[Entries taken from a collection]
----------------

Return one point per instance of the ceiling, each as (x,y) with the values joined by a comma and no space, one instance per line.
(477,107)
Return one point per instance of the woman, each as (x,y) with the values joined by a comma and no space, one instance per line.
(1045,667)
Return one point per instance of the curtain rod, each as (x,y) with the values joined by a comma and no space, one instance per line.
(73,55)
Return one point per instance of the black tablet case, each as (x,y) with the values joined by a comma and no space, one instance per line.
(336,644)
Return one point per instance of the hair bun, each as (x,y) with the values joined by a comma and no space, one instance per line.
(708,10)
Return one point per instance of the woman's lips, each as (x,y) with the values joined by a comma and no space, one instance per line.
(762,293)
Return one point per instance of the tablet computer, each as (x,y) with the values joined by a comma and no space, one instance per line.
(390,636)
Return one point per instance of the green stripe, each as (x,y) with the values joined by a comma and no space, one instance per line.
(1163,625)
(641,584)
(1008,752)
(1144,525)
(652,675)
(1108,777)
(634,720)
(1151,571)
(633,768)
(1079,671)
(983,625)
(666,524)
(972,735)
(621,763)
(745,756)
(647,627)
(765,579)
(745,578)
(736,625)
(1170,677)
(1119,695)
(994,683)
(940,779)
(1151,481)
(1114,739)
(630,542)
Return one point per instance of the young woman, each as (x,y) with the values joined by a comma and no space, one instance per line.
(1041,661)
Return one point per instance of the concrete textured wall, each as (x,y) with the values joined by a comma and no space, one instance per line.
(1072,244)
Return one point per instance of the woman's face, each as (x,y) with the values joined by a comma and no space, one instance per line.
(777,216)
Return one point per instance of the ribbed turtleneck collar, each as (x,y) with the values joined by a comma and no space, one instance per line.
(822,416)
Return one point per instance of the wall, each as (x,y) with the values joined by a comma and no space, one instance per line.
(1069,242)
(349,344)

----------------

## The request
Copy every record above word for word, keeping each line in its original order.

## Exercise solution
Return one point per instance of the ceiling, each as (x,y) with the values joined by a comma and no space, one instance per line.
(477,107)
Return one point per instance of the woman, each as (x,y) with the values joined by a comma and no space, one instance per line.
(1045,667)
Return one point per instance of the curtain rod, each as (x,y) with the values joined by a comma and no space, one instance per line.
(73,55)
Return one point per instance of the black tablet case, each as (x,y) with the values joined by a comma and no space, one instance per line.
(336,644)
Return one point per instance of the hair bun, each as (x,y) with the values joined by a comma and no space, one instance per line.
(708,10)
Return one point per instance of the woman's lips, each as (x,y) with the values joined by a comma and no space, one instance per line.
(762,293)
Return one point per instance of the tablet computer, each as (x,y) with the values joined by a comma and no space, one instance per line.
(390,636)
Return one point per instance of the green stripe, each as (x,y) with the values joined by a comma and no space, one instance per line.
(1163,625)
(641,584)
(1008,752)
(1144,525)
(652,675)
(1108,777)
(634,720)
(1151,571)
(633,768)
(1079,671)
(983,625)
(666,524)
(972,735)
(621,763)
(745,756)
(647,627)
(765,579)
(745,578)
(736,625)
(1170,677)
(1119,695)
(994,683)
(940,779)
(1151,481)
(1114,739)
(630,542)
Return one point per instance of the young woman, each as (x,y) with the values joined by a comma and no space, one instance per line.
(1041,661)
Return one point per instance of the concrete textured wall, each as (x,y) with the values joined by a comma and no space, one instance per line.
(1072,244)
Return one point per instance of the woman's face, each as (x,y) with the values joined by a comma and no space, one instance per line.
(777,216)
Return one point per instance of the ribbed turtleneck collar, each as (x,y) with the values joined by a comma and no space, one instance per line.
(822,416)
Return one point per instance of the wall, each as (x,y) with the values joined by a comma and no space, one instance per line.
(1069,242)
(349,344)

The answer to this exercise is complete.